[Dataset rows]

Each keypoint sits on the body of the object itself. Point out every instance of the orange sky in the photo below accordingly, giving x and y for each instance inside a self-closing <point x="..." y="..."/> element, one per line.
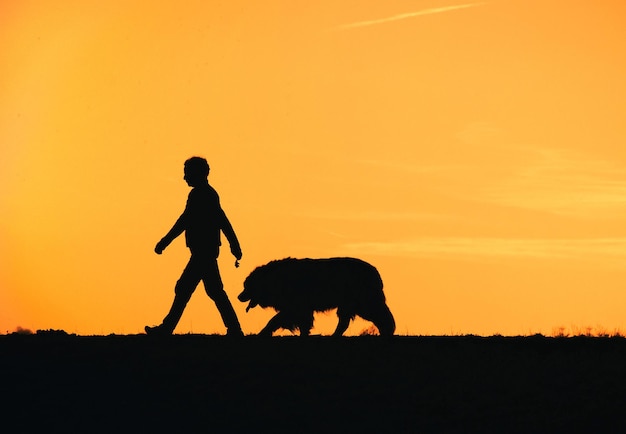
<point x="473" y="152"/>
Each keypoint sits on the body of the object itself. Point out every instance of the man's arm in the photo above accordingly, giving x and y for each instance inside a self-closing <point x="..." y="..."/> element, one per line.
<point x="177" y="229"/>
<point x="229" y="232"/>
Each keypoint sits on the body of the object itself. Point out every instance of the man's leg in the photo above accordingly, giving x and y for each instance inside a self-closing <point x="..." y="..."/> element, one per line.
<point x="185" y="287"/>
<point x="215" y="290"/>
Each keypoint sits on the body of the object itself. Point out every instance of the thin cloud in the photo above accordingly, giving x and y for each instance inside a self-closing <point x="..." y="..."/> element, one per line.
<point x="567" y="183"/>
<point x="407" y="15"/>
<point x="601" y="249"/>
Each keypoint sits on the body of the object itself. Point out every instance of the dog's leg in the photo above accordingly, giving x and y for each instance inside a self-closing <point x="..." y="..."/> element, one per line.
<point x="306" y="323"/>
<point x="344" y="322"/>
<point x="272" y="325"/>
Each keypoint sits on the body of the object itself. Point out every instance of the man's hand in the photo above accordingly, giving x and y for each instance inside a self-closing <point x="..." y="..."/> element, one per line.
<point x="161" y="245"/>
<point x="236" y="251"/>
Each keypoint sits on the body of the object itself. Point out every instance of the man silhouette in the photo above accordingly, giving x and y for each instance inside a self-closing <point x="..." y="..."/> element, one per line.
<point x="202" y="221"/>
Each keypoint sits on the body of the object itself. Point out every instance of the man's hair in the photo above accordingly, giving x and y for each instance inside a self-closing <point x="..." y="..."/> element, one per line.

TASK TO COMPLETE. Rewrite the entries from the line containing "the man silhouette" through the end of the entries, requests included, multiplying every x and y coordinate in the answers by 2.1 and rounding to whole numbers, with halves rounded up. Output only those lines.

RESPONSE TO THE TASK.
Each keypoint sits on the body of the object itself. Point out every instance of the man silhouette in the photo above accordingly, giving x and y for each instance inside a self-closing <point x="..." y="..."/> element, one per line.
<point x="424" y="464"/>
Each keypoint sits on the body of the object itself. Point out every instance of the man's hair in the photo above accordingly, giving x and y for each instance inside a self-closing <point x="..." y="..."/> element, one per line.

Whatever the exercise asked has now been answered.